- [Goal]:
Can you copy out verbatim the stretch of the data below, from the line containing "I'd really appreciate a bounding box for the rolling" through the line containing "I'd really appreciate a bounding box for the hill"?
====
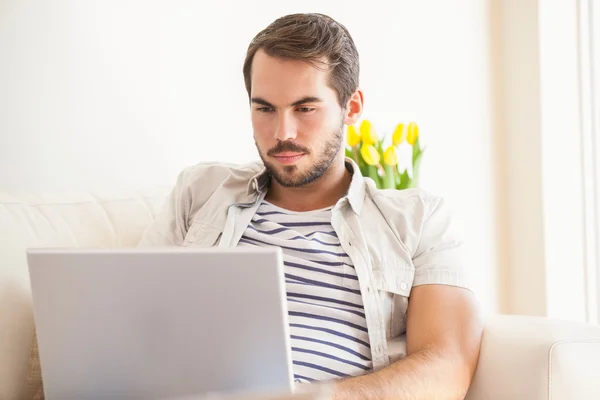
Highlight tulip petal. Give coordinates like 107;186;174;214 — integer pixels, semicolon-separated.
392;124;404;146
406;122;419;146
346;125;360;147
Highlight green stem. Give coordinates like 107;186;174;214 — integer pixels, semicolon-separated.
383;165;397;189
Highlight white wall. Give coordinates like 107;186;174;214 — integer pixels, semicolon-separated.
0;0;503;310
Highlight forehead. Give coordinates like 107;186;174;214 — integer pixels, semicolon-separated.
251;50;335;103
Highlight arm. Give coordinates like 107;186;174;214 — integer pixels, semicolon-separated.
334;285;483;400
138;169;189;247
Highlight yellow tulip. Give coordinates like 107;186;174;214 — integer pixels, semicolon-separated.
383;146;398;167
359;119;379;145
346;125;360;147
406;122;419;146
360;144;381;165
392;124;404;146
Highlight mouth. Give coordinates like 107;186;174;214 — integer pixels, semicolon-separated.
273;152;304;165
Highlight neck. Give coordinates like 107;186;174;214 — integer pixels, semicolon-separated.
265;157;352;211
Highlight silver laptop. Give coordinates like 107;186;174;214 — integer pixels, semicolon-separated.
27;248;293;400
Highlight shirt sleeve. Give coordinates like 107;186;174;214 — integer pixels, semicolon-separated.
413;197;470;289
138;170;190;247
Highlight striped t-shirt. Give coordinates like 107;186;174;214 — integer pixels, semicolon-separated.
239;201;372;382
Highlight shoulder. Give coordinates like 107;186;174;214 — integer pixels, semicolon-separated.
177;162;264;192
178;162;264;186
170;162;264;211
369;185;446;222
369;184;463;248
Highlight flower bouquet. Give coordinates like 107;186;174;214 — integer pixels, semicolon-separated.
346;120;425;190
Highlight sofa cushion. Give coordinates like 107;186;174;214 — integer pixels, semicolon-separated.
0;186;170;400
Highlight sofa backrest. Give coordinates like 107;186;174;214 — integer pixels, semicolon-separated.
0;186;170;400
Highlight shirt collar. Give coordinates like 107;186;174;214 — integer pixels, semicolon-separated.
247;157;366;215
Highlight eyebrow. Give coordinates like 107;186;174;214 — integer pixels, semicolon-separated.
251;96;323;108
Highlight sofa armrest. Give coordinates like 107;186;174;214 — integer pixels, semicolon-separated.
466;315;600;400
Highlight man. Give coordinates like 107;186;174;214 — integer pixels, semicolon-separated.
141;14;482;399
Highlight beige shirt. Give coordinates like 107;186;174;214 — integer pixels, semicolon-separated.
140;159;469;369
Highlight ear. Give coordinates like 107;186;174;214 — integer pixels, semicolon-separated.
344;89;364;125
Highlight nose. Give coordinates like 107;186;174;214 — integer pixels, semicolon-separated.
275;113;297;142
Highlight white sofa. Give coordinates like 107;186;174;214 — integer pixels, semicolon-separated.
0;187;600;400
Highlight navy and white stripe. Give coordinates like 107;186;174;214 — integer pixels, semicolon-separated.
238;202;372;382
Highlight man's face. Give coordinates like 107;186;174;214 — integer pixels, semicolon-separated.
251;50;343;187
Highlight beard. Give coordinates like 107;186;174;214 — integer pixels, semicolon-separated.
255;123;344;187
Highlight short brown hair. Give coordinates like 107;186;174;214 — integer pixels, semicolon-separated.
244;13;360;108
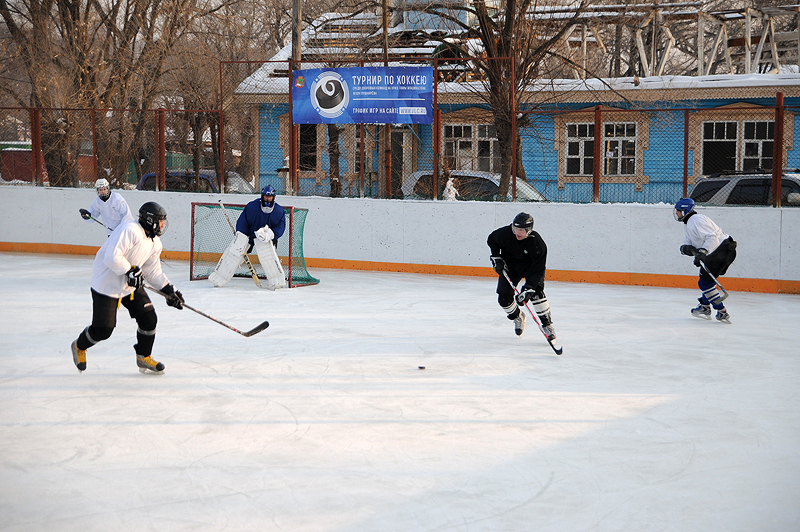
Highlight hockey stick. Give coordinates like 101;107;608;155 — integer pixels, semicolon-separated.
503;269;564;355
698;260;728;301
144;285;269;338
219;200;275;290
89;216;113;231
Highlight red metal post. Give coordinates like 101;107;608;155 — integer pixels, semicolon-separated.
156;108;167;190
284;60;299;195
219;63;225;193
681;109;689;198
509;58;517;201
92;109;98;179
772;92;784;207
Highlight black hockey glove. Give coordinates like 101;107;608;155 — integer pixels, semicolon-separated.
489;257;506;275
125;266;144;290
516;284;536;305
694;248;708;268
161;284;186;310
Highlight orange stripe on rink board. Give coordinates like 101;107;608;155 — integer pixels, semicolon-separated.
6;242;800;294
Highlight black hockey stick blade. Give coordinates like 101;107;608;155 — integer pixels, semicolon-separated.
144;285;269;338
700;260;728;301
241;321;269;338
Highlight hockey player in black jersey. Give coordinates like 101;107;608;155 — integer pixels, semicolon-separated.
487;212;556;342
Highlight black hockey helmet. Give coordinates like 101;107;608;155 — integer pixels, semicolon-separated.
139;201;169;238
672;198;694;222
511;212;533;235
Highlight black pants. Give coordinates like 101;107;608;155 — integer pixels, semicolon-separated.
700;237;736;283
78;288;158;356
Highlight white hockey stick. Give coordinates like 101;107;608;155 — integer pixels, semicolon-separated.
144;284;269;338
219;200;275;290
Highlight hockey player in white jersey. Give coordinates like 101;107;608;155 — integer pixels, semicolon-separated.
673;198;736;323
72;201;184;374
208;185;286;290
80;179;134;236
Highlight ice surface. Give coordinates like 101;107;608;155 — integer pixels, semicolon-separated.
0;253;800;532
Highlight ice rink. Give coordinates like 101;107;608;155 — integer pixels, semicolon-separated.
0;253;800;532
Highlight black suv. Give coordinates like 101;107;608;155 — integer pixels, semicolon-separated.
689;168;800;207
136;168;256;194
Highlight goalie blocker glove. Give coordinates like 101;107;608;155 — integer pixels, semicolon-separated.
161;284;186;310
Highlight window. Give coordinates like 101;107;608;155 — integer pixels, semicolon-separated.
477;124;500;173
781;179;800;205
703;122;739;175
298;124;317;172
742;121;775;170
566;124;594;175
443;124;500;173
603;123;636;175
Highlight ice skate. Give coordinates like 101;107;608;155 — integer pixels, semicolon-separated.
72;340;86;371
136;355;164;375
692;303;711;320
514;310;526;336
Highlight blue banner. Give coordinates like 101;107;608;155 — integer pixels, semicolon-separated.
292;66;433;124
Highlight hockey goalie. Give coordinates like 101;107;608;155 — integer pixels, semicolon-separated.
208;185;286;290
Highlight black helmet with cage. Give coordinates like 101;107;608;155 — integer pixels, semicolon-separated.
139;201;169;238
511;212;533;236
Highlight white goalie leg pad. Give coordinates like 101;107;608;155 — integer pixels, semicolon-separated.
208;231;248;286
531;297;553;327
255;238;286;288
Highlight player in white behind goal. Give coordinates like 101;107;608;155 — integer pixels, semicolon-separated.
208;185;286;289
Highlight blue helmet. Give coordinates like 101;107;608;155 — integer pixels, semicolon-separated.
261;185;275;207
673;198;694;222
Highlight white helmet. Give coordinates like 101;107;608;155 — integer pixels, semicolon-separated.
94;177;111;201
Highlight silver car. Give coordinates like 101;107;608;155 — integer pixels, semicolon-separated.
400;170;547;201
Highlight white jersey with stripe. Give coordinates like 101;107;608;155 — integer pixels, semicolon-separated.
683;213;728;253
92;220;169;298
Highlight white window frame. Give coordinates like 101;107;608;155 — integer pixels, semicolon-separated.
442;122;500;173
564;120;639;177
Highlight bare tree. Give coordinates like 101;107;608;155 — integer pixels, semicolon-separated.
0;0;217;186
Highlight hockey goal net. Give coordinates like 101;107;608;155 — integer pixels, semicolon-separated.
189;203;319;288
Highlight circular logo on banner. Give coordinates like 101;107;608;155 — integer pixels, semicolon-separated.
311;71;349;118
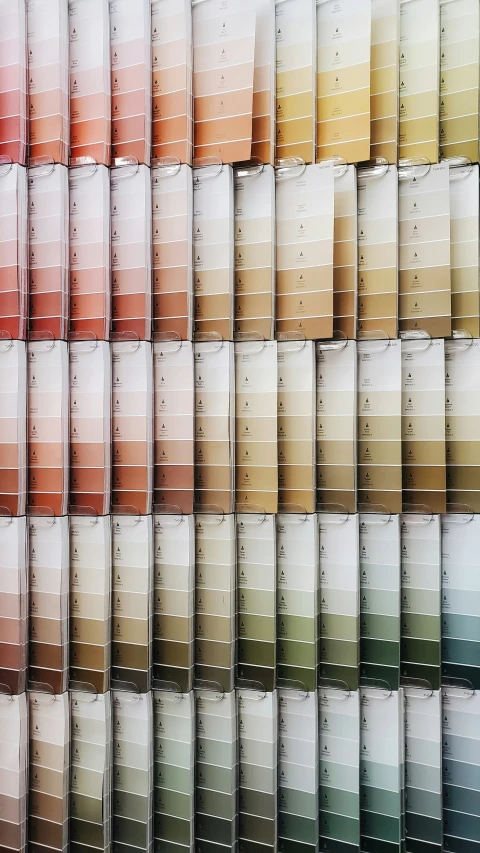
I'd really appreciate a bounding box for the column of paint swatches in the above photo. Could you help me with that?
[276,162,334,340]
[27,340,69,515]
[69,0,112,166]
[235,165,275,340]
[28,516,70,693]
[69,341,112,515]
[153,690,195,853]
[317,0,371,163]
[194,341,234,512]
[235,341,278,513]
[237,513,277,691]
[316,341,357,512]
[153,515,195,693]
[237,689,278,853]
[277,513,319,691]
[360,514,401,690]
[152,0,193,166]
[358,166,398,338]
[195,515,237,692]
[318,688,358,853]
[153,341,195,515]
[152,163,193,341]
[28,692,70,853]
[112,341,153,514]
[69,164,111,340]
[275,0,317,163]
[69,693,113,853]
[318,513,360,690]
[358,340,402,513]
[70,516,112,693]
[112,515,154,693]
====
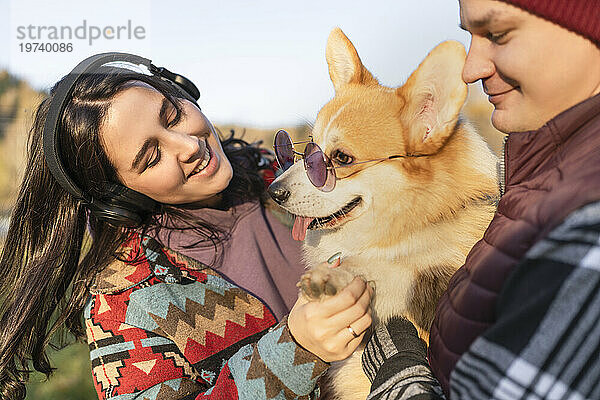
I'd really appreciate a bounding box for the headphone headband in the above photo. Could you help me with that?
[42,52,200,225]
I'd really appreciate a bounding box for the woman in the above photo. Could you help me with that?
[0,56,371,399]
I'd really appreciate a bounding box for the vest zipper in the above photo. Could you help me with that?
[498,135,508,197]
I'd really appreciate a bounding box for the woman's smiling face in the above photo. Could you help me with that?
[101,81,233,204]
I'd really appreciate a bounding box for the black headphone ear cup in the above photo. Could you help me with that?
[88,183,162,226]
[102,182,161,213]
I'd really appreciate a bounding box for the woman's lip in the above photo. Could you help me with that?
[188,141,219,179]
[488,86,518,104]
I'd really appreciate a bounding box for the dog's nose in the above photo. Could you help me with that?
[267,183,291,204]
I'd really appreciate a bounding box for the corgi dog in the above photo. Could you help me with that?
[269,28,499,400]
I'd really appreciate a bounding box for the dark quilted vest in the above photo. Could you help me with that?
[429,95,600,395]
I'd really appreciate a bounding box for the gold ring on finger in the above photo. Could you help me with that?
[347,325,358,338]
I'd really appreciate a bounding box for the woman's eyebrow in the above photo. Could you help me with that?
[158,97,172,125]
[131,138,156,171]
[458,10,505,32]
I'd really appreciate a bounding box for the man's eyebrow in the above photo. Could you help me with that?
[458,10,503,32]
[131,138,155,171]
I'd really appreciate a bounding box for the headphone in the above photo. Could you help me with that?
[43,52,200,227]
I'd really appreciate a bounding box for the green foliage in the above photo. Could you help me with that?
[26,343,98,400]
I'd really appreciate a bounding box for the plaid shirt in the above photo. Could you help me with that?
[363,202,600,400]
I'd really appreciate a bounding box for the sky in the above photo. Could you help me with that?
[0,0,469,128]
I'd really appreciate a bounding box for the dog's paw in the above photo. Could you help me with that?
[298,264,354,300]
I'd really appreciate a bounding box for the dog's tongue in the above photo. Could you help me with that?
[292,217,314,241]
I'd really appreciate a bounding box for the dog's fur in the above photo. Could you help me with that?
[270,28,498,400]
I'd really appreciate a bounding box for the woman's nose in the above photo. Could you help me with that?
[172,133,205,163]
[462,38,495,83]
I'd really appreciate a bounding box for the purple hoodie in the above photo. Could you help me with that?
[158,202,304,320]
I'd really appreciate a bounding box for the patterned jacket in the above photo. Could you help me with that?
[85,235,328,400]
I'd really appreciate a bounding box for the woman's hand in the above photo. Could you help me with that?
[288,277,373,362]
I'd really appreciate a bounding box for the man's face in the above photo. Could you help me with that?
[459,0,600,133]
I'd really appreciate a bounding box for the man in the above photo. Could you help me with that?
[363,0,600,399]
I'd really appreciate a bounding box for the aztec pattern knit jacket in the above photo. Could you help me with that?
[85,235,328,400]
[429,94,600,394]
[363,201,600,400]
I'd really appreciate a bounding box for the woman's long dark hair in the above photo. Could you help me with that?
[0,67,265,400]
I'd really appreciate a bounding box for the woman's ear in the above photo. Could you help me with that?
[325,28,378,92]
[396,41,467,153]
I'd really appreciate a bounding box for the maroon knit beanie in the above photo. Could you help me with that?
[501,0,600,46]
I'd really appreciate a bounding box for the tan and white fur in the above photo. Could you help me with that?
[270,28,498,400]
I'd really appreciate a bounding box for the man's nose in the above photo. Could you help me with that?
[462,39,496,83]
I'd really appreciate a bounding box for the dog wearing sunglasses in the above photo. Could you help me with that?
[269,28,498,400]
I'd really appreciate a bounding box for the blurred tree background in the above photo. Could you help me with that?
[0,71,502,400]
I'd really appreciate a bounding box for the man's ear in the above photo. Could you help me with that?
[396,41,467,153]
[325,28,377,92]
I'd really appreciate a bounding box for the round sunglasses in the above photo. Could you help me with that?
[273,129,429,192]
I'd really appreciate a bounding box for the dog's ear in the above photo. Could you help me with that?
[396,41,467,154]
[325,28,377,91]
====
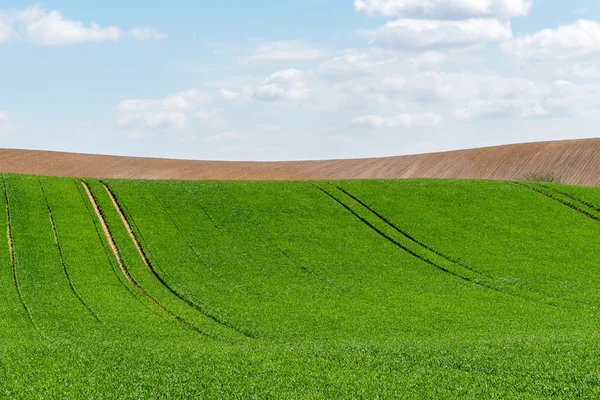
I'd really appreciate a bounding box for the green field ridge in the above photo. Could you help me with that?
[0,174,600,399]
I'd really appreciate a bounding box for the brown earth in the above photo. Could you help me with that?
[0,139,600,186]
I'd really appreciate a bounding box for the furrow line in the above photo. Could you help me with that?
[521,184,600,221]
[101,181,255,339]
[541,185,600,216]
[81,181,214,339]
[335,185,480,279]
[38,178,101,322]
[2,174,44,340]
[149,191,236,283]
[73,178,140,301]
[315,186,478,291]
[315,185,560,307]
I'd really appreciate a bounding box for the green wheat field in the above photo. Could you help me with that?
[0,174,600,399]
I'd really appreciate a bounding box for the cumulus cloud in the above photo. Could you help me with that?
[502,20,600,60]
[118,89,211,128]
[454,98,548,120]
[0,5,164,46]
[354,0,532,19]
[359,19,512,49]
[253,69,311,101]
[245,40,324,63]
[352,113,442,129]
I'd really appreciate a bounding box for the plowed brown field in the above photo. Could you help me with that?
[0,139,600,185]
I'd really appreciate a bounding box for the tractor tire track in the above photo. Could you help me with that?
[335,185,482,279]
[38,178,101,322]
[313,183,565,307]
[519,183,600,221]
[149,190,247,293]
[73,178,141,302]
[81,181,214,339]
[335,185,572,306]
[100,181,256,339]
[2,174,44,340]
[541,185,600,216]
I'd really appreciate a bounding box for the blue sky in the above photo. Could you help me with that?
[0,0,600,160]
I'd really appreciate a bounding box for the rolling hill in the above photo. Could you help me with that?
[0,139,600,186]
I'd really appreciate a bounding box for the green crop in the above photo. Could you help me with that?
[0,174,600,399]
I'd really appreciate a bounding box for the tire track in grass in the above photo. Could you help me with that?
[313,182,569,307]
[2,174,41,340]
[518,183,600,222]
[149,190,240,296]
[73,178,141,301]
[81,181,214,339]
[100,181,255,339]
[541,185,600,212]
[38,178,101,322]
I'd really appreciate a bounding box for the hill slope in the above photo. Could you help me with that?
====
- [Final answer]:
I'd really appreciate a bounding box for the rolling hill in the above photo. Could you help me with that?
[0,139,600,186]
I'd really appreciate a bounding box for the green crop in the above photo. Could you help me with that?
[0,174,600,399]
I'd really appreciate a bounding box for the tire track in grass in the above photo. Could you help me with that?
[313,182,569,307]
[2,174,41,340]
[518,183,600,222]
[149,190,240,296]
[73,178,141,301]
[81,181,214,339]
[100,181,255,339]
[541,185,600,212]
[38,178,101,322]
I'd really appreciate a bounding box for the hill slope in the above photo. Could you help me with that?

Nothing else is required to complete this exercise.